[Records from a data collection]
>> start

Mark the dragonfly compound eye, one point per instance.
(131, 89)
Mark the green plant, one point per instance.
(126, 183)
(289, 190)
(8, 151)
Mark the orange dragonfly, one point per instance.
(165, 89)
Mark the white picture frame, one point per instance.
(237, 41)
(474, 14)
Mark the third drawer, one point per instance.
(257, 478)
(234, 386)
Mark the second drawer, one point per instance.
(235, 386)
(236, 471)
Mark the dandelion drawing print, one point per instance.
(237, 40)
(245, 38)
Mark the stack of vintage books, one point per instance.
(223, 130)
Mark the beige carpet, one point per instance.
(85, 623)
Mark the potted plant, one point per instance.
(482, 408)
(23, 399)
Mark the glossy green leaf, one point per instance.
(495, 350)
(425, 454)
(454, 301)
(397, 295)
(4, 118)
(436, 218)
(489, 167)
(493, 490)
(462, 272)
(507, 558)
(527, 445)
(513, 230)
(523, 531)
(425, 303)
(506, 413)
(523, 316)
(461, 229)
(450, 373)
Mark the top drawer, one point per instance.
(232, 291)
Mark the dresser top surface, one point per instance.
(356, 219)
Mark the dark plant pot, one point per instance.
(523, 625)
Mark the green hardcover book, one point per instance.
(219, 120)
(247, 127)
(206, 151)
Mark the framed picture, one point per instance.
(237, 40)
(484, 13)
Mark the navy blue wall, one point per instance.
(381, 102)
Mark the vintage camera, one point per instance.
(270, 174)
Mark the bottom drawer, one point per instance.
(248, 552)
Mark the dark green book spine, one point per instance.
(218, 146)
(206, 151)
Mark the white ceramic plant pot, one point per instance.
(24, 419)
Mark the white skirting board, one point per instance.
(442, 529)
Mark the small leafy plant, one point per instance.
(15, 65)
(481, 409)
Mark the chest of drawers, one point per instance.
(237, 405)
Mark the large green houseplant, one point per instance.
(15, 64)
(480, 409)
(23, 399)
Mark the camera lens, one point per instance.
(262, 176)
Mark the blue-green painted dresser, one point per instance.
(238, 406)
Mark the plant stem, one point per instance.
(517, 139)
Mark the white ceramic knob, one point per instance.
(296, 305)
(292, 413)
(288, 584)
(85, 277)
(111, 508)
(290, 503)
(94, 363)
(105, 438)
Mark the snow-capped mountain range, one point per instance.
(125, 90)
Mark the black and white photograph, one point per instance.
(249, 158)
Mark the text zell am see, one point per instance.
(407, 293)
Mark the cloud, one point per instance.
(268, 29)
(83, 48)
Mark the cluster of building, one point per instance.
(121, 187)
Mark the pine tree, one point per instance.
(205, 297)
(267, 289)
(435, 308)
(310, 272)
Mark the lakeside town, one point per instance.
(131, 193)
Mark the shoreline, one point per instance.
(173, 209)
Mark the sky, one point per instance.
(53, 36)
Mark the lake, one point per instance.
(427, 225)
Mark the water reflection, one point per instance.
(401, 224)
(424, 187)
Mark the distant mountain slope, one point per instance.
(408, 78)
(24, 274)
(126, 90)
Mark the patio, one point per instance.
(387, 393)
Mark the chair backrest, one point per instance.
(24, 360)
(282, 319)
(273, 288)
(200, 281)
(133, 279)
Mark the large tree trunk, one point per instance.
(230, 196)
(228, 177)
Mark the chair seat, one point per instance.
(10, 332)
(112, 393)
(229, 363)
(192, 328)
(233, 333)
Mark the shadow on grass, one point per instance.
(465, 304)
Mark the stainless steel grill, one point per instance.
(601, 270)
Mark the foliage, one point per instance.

>> end

### Aim
Rewrite all of the items above, changing every "one point per instance" to "one point for each instance" and leaving everything else the same.

### Solution below
Mark the dragonfly compound eye, one point for each instance.
(131, 89)
Mark the green plant, one point for each instance.
(126, 183)
(289, 190)
(8, 151)
Mark the orange dragonfly, one point for each instance.
(165, 89)
Mark the white picture frame, one point for each instance.
(237, 41)
(474, 14)
Mark the third drawer, one point for each instance.
(257, 478)
(234, 386)
Mark the second drawer, one point for each instance.
(235, 386)
(236, 471)
Mark the dandelion drawing print, one point for each instance.
(237, 40)
(245, 38)
Mark the stack of vintage books, one point for each instance.
(223, 130)
Mark the beige carpet, one point for each instance.
(85, 623)
Mark the potted plant, one point for each instance.
(482, 408)
(23, 399)
Mark the glossy green leaf, one point for each instance.
(495, 350)
(425, 454)
(454, 301)
(397, 295)
(4, 118)
(436, 218)
(489, 167)
(493, 490)
(462, 272)
(507, 558)
(527, 445)
(513, 230)
(523, 531)
(425, 303)
(506, 413)
(523, 316)
(461, 229)
(450, 373)
Mark the top drawer, one point for each instance.
(232, 291)
Mark the dresser top surface, one point for each instance.
(356, 219)
Mark the dark plant pot, one point for each instance.
(523, 625)
Mark the green hardcover book, one point for each instance.
(219, 120)
(247, 127)
(206, 151)
Mark the framed picture, one point for each instance.
(237, 40)
(484, 13)
Mark the navy blue wall, one point for each instance.
(381, 102)
Mark the vintage camera, one point for each instance.
(270, 174)
Mark the bottom drawer, one point for each instance.
(248, 552)
Mark the dark green book spine, one point for each instance.
(218, 146)
(206, 151)
Mark the white ceramic plant pot, one point for each instance.
(24, 419)
Mark the white skirting board, one point for each instance.
(442, 529)
Mark the small leafy plant, one point for each instance.
(15, 65)
(481, 409)
Mark the chest of drawers, one point for each instance.
(237, 405)
Mark the large green houseplant, one point for each instance.
(15, 64)
(480, 409)
(23, 399)
Mark the camera lens, one point for each instance.
(262, 176)
Mark the blue-green painted dresser, one point for each instance.
(238, 406)
Mark the plant stem, one point for each instance.
(517, 139)
Mark the white ceramic knob, one point for each instance.
(296, 305)
(292, 413)
(288, 584)
(85, 277)
(111, 508)
(290, 503)
(94, 363)
(105, 438)
Mark the snow-capped mountain range, one point for each instance.
(125, 90)
Mark the black and white photograph, one point for each instance.
(249, 158)
Mark the text zell am see, one point for each instance.
(407, 293)
Mark the cloud, one point for each instance.
(268, 29)
(83, 48)
Mark the cluster of building, one point for each instance.
(121, 187)
Mark the pine tree, one point for each instance.
(205, 297)
(267, 289)
(435, 308)
(310, 272)
Mark the lakeside town, one point for each instance.
(131, 193)
Mark the shoreline, one point for each instance.
(173, 209)
Mark the sky, one point for each instance.
(53, 36)
Mark the lake, one point for each instance.
(427, 225)
Mark the water reflection, one point for each instance.
(401, 224)
(424, 187)
Mark the distant mountain slope, one point for each instance.
(408, 78)
(24, 274)
(126, 90)
Mark the patio, one point for each instance.
(387, 393)
Mark the chair backrest, one point for each instance.
(24, 360)
(282, 319)
(273, 288)
(200, 281)
(133, 279)
Mark the large tree trunk, one point for each instance.
(230, 196)
(228, 177)
Mark the chair seat, one point for each instance.
(10, 332)
(112, 393)
(229, 363)
(192, 328)
(233, 333)
Mark the shadow on grass, one point for each instance.
(465, 304)
Mark the stainless steel grill, one point for each instance.
(601, 270)
Mark the foliage, one point for each instance.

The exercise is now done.